DOCUMENT EXTRACT:
____________

Skip to content

Protecting Proprietary Data Rights in the AI Era

Kathryn Shih

April 2, 2024

  • Blog Post

New risks to proprietary company data are emerging as generative AI usage becomes a common practice for startups, enterprises, and consumers alike. Today, third-party partners and customers may be able to train AI models using proprietary but user-accessible data. 

As Forgepoint Capital’s Entrepreneur in Residence and having worked extensively at the intersection of cybersecurity, AI and generative AI, I know firsthand how much is at stake for innovators whose unique datasets power their products and services. As legal frameworks around acceptable data use in AI models continue to evolve, companies must stay ahead of the curve to protect their data.  

To meet the challenge head-on, I worked with Mercy Caprara, Head of Portfolio Operations at Forgepoint, to develop a set of recommendations to help our portfolio companies protect their data from unauthorized use in AI systems. Today, I’m excited to share our insights with the broader Forgepoint community.  

What makes data valuable for AI model training?   

High quality data is one of the keys to AI model quality and performance. Companies own valuable data that external users can leverage to train independent AI models and replicate proprietary capabilities.  

To understand the risks at play, it’s important to consider what makes a dataset valuable for AI training: 

  • The dataset contains proprietary examples of successfully completed, hard-to-perform tasks: For example, security datasets that contain examples of detecting malicious behavior in networks, code, or other contexts. 
  • The dataset contains valuable, non-public trends: This is typical of data generated in a domain with a complex, high-value prediction task. For example, datasets generated while managing fraud or risk indicators that can be used to better predict outcomes.

____________

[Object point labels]
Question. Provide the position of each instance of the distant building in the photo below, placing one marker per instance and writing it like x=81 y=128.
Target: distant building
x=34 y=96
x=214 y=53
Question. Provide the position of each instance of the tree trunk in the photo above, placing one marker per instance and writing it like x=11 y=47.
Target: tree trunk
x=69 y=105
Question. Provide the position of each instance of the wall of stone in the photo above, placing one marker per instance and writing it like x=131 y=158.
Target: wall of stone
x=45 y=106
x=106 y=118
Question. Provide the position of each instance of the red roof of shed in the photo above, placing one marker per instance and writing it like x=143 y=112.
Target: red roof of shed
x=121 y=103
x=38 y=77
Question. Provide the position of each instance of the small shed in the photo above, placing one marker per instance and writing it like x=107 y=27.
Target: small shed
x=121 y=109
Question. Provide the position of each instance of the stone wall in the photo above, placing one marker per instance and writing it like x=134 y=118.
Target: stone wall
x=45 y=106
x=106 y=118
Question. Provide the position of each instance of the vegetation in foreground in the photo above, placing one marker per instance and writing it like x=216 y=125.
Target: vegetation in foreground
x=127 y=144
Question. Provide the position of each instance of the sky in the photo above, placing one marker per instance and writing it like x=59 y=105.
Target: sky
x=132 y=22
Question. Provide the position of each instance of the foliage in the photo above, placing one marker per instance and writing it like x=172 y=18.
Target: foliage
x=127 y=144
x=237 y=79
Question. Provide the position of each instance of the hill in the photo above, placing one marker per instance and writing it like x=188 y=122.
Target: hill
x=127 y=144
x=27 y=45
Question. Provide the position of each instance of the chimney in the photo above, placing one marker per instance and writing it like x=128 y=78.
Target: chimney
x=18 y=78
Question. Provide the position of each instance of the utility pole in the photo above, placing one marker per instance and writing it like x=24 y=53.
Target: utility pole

____________

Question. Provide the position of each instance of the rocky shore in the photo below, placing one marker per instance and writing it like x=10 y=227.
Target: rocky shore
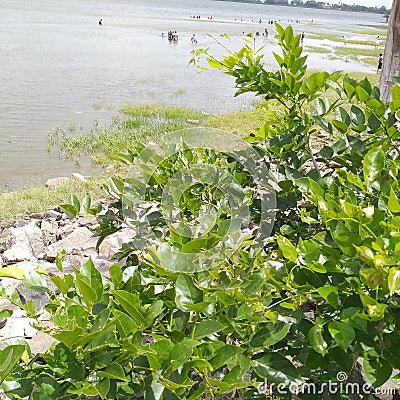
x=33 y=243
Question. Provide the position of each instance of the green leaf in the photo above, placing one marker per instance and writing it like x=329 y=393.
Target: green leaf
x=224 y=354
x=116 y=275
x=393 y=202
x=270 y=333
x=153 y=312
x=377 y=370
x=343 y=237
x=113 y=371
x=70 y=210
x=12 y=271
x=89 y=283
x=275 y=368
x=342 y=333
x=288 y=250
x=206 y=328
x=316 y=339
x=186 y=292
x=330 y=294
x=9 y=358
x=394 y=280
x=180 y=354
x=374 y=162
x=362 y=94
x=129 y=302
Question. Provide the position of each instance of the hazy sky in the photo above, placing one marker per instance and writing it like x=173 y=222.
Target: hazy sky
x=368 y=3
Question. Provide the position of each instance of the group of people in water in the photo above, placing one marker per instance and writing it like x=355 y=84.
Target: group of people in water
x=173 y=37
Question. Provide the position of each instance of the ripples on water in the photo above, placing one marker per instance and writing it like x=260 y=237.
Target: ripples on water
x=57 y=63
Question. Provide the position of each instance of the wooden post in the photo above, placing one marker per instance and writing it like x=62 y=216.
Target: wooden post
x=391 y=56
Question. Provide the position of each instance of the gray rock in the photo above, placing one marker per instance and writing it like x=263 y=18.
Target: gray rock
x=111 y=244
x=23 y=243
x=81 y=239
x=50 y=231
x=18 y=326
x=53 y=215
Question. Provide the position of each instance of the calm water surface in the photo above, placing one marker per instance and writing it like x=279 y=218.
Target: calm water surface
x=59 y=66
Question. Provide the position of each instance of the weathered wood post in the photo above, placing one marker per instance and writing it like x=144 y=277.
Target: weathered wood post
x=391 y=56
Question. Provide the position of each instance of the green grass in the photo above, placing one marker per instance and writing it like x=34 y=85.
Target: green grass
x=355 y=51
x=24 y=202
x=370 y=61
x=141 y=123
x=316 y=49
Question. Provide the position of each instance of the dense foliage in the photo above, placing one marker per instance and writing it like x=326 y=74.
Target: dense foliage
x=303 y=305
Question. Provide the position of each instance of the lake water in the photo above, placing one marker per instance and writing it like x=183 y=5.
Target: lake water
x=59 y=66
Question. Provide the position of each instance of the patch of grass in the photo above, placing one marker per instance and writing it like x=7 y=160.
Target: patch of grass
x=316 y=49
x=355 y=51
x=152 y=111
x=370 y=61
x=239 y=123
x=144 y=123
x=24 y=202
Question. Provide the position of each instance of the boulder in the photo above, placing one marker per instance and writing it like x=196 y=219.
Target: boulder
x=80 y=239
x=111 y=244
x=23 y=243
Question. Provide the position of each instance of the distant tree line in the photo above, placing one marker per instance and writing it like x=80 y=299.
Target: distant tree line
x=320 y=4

____________

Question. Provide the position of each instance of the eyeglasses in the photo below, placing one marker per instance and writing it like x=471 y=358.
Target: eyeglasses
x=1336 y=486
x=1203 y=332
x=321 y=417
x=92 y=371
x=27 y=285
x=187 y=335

____________

PROBLEM A:
According to the blog post on protecting proprietary data, which groups are adopting generative AI as a common practice? List each one.
PROBLEM B:
Pick up the blog post on proprietary data rights in the AI era at the point where it stops, and write what follows.

RESPONSE A:
Startups, enterprises, consumers

RESPONSE B:
  • The dataset represents an operational process with superior capabilities or efficiencies that is not public knowledge: Users can infer a process when datasets either directly document the process or describe a substantial number of individual process executions. This is primarily a risk for service businesses that have achieved best-in-class scaling, as their datasets convey a competitive benefit. 

Data harvesting 101 

While most datasets are not typically made fully public, users can often access small amounts of valuable data during an interaction. For example, a user may have access to a tool which allows them to see a single risk indicator. If they are able to repeatedly use the tool, they can access many different indicators and slowly reveal a meaningful portion of the dataset, extracting and storing data to use for AI model training. This is called “harvesting” and is typically performed by repeatedly querying APIs or product features that are backed by proprietary data. 

The legal status of data harvesting for model improvement remains unresolved despite the high value of data in AI service development.  By default, customers and partners may be able to legally harvest company data to develop or train their own AI models.   

Taking action to protect proprietary data 

Fortunately, companies have a few options to promote permissible behaviors and protect their data.

1. Update the language in ToS (Terms of Service) agreements and MSA (Master Service Agreement) contracts 

Companies can limit proprietary data usage through policies in ToS agreements on their websites and in the MSA contracts they use to sell services. By updating these documents to explicitly reserve all AI data training rights, companies can maintain a competitive advantage in their own AI models while also monetizing data for use in non-competitive partner offerings.  

Though existing MSA and ToS language may already protect against the use of services to develop competitive or substitute products or services, this is often not enough protection in cases of AI model training. Company data may have value in AI use cases which do not directly compete with or substitute for existing product lines. As such, it’s critical to update MSA and ToS language with new policies focused on AI use cases.  

2. Log repeated access to proprietary data 

Since harvesting involves querying to gather data, companies should log cases of repeated access to high-value data in long-term storage. This can provide evidence of suspicious user activity, a ToS violation, or a contract breach.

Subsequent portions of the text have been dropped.